» **SET EXERCISE A**: In the README for the phishing detection tool, what type of model does the ML classifier use, and on how many URL features is it trained?
» **SET EXERCISE B**: Continue the README for the phishing detection tool from the point at which it ends.

🛡️ Phishing Detection Tool

A comprehensive, CLI-based URL phishing analyzer built for cybersecurity education.

📌 Overview

The Phishing Detection Tool is a Python-based command-line application designed to analyze URLs for phishing indicators using multiple detection techniques — including URL structure analysis, SSL validation, WHOIS domain intelligence, blacklist matching, and a machine learning classifier.

⚠️ Disclaimer: This tool is built strictly for educational and ethical use only. It is a cybersecurity portfolio project intended to demonstrate phishing detection concepts. Do NOT use it for any unauthorized or illegal activities.

🚀 Features

Core Detection

Feature	Description
🔍 URL Structure Analysis	Detects typosquatting, homograph attacks, keyword stuffing, suspicious TLDs, IP addresses, @-symbol abuse, and more
🔒 SSL / HTTPS Validation	Checks for HTTPS, validates certificate, detects self-signed or expired certs
🌐 WHOIS Domain Intelligence	Retrieves domain age, registrar, registrant info — newly registered domains raise red flags
📋 Blacklist / Whitelist	Custom lists for known phishing domains and trusted sites, persisted as JSON
🤖 ML Classifier	Random Forest model trained on 15 URL features to predict phishing probability
📊 Risk Scoring	Aggregated 0–100 risk score with Low / Medium / High classification
💾 Report Saving	Save full analysis reports to timestamped `.txt` files

Advanced Features

Batch URL analysis — analyze multiple URLs in one session
Probability bar — visual indicator of phishing likelihood
Feature breakdown — see which ML features contributed most
Color-coded terminal UI — intuitive, severity-highlighted output
Persistent custom lists — blacklist/whitelist saved between sessions

📁 Project Structure

phishing-detection-tool/
│
├── main.py                    # CLI entry point, menu system
│
├── core/                      # Core analysis modules
│   ├── __init__.py
│   ├── analyzer.py            # URL structure analysis (12+ checks)
│   ├── ssl_checker.py         # SSL/HTTPS certificate validation
│   ├── whois_lookup.py        # WHOIS / domain age lookup
│   └── blacklist.py           # Blacklist & whitelist management
│
├── ml/                        # Machine learning module
│   ├── __init__.py
│   ├── classifier.py          # Random Forest phishing classifier
│   ├── phishing_model.pkl     # Saved trained model (auto-generated)

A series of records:
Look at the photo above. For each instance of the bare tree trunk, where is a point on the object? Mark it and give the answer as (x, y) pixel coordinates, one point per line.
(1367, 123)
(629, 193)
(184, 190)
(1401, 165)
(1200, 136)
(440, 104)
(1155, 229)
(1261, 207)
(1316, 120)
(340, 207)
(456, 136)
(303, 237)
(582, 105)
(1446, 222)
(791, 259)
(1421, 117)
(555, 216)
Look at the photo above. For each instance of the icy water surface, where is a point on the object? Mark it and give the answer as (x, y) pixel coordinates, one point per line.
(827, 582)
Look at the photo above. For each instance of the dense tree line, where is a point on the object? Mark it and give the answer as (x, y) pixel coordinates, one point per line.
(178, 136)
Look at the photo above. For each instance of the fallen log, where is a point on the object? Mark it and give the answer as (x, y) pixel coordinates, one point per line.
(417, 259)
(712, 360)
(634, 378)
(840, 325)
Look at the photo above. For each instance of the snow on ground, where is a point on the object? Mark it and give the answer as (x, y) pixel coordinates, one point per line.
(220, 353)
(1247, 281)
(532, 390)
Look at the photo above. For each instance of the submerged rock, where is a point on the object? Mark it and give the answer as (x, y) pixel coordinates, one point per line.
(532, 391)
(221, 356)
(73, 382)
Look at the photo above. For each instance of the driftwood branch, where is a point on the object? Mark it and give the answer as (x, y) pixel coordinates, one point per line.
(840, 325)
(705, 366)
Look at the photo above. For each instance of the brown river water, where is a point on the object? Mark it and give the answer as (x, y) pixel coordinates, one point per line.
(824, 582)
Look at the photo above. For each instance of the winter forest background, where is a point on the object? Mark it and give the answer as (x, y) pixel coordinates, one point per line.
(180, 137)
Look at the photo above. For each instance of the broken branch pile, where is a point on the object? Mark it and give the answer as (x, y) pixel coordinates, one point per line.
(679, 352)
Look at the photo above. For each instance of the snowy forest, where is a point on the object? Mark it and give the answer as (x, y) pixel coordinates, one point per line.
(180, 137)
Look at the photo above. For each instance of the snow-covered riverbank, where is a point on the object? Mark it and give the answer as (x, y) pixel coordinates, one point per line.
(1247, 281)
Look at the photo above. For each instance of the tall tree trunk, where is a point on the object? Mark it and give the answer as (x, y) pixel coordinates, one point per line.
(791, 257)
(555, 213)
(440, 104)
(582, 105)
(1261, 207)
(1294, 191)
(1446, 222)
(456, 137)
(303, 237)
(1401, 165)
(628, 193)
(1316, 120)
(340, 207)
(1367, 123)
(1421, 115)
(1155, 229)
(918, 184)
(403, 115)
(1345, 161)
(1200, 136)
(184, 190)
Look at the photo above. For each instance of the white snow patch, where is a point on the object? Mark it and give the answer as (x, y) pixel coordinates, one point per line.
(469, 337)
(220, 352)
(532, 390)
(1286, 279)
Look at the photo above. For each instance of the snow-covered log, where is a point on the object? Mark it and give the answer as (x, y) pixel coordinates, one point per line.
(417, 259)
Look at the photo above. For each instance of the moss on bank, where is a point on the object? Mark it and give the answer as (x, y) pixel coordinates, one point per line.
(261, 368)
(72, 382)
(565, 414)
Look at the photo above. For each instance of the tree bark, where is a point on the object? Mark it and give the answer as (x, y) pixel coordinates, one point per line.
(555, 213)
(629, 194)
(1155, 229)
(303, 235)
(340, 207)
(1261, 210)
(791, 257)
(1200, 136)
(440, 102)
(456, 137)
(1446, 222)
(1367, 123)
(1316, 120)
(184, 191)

» **RESPONSE A**: A Random Forest model trained on 15 URL features.

» **RESPONSE B**:
│   └── scaler.pkl             # Feature scaler (auto-generated)
│
├── utils/                     # Utility modules
│   ├── __init__.py
│   ├── display.py             # Colored terminal report renderer
│   └── report.py              # Report file generator
│
├── data/                      # Persistent data
│   ├── blacklist.json         # Custom blacklist (auto-created)
│   └── whitelist.json         # Custom whitelist (auto-created)
│
├── tests/                     # Unit tests
│   ├── __init__.py
│   └── test_analyzer.py       # Test suite (pytest-compatible)
│
├── reports/                   # Saved analysis reports (auto-created)
│
├── sample_urls.txt            # Test URLs for demonstration
├── requirements.txt           # Python dependencies
└── README.md                  # This file

⚙️ Installation

Prerequisites

Python 3.8 or higher
pip (Python package manager)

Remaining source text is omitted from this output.